Sakai Style guide

Colin Clark colin.clark at utoronto.ca
Fri Jul 6 15:08:19 UTC 2007


Hi all,

Aaron's points here describe a useful style guide for developers. We had 
an interesting conversation in Denver last week about this exact topic.

In my mind, one of the problems we had with the previous style guide was 
that it was too prescriptive and narrow in focus to be able to 
accommodate the diversity of UI needs within the Sakai community. This 
is one of the key reasons we chose to start on the UI design patterns 
work as an alternative. They provide instruction on how to build user 
interfaces with enough flexibility to accommodate innovative new 
interactions or the need for institutional customization.

I think the vast majority of information about building UIs in Sakai 
should be in the form of UI design patterns. Pair these with excellent 
reusable components (eg. Fluid's components), HTML fragments, and CSS, 
and you've got a great combination. A next-generation style guide should 
be quite limited in scope, and should simply address the prescriptive 
gaps left by the design patterns and other material.

One thing Aaron forgot to mention in his email is that he has 
volunteered to help realize this new next-generation style guide! :)

○ ○ ○ ○ ○ ○ ○

— CHALLENGES —
a - Please write out the Sakai style guide post word for word, starting at "I think the" and ending at "style guide! :)".
b - Pull out each line of the records that contains the word "branch". Case counts.

○ ○ ○ ○ ○ ○ ○

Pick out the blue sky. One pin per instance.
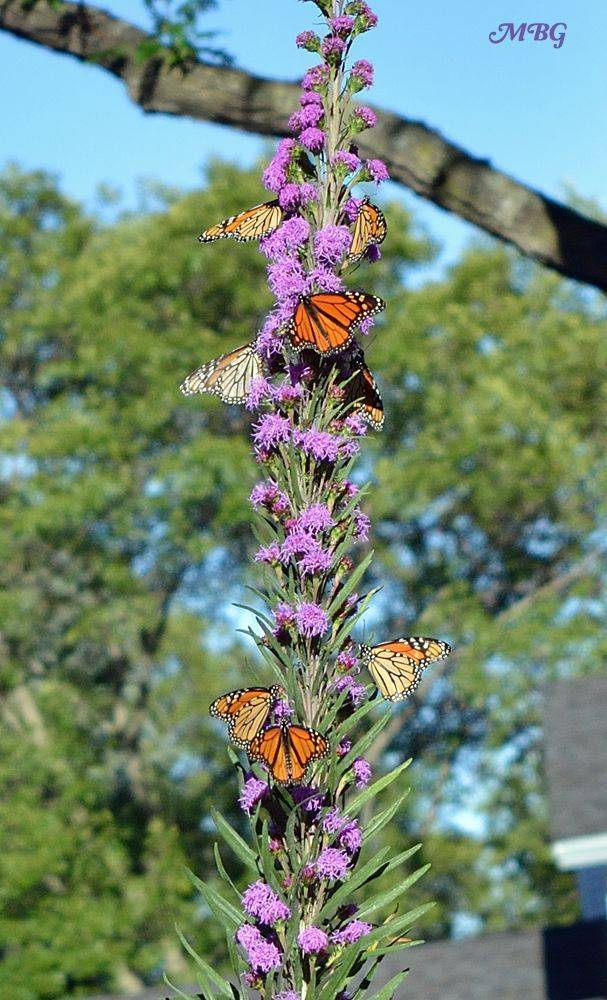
(535, 111)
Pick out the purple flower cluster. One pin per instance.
(331, 244)
(362, 772)
(333, 864)
(259, 900)
(270, 431)
(268, 495)
(302, 260)
(348, 830)
(350, 162)
(320, 445)
(312, 940)
(262, 955)
(352, 932)
(356, 692)
(311, 620)
(252, 792)
(361, 75)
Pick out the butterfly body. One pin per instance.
(370, 229)
(287, 750)
(230, 376)
(397, 666)
(261, 220)
(326, 321)
(246, 711)
(361, 392)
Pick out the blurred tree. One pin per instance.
(125, 534)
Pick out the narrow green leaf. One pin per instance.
(378, 822)
(208, 972)
(358, 878)
(221, 867)
(234, 841)
(180, 993)
(345, 591)
(229, 916)
(378, 786)
(400, 924)
(390, 895)
(387, 992)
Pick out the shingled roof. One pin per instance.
(562, 963)
(575, 727)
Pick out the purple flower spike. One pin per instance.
(312, 940)
(262, 955)
(275, 174)
(342, 24)
(313, 139)
(352, 208)
(352, 932)
(311, 620)
(332, 243)
(308, 40)
(259, 390)
(259, 900)
(268, 553)
(319, 444)
(365, 118)
(271, 431)
(351, 837)
(317, 517)
(282, 710)
(377, 170)
(356, 692)
(362, 772)
(362, 72)
(316, 77)
(294, 196)
(332, 864)
(351, 162)
(253, 791)
(284, 615)
(333, 48)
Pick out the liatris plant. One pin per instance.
(302, 929)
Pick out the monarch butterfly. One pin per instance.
(250, 225)
(246, 711)
(370, 229)
(287, 750)
(325, 321)
(362, 393)
(397, 666)
(228, 377)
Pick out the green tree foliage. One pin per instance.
(125, 533)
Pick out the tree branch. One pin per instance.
(416, 155)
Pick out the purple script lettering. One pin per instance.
(540, 34)
(558, 37)
(508, 31)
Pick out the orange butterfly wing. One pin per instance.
(417, 649)
(361, 392)
(287, 750)
(230, 376)
(370, 229)
(397, 666)
(250, 225)
(246, 711)
(325, 321)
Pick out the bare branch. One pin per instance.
(416, 155)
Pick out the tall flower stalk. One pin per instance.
(302, 928)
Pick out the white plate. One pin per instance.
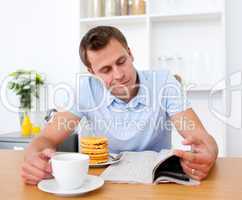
(51, 186)
(109, 162)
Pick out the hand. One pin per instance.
(37, 167)
(201, 159)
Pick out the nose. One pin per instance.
(118, 74)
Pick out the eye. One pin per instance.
(121, 61)
(106, 70)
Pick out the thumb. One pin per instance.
(48, 153)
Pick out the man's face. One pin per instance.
(114, 65)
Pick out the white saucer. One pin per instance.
(50, 186)
(109, 162)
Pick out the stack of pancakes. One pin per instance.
(96, 147)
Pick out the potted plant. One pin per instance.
(26, 85)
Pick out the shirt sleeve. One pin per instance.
(174, 99)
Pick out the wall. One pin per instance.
(234, 64)
(41, 35)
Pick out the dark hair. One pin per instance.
(97, 38)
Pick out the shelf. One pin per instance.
(186, 16)
(206, 88)
(114, 20)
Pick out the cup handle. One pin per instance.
(50, 162)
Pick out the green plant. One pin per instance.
(25, 84)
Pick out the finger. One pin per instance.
(48, 153)
(41, 164)
(198, 167)
(192, 157)
(197, 175)
(192, 140)
(29, 169)
(29, 182)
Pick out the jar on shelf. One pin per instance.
(110, 8)
(124, 7)
(137, 7)
(98, 7)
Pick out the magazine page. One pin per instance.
(135, 167)
(168, 169)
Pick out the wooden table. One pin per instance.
(224, 182)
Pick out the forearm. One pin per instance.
(213, 147)
(38, 144)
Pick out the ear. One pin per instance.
(130, 54)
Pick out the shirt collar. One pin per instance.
(142, 96)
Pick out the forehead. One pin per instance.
(107, 55)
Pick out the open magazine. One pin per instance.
(148, 167)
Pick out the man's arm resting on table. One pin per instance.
(36, 166)
(54, 133)
(199, 162)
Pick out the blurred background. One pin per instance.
(199, 40)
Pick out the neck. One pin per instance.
(133, 91)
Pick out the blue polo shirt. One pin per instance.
(140, 124)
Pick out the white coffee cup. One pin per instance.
(70, 169)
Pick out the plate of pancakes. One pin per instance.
(96, 147)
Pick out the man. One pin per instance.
(132, 110)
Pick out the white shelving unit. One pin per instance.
(185, 36)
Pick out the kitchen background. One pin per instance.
(200, 40)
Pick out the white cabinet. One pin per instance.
(185, 36)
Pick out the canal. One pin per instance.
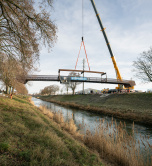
(88, 120)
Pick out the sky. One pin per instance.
(128, 26)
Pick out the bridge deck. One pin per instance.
(64, 79)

○ ○ ○ ○ ○ ○ ○

— EXPECTED ANSWERS —
a -
I think the vast majority of information about building UIs in Sakai 
should be in the form of UI design patterns. Pair these with excellent 
reusable components (eg. Fluid's components), HTML fragments, and CSS, 
and you've got a great combination. A next-generation style guide should 
be quite limited in scope, and should simply address the prescriptive 
gaps left by the design patterns and other material.

One thing Aaron forgot to mention in his email is that he has 
volunteered to help realize this new next-generation style guide! :)

b -
Pick out the tree branch. One pin per instance.
Pick out the bare branch. One pin per instance.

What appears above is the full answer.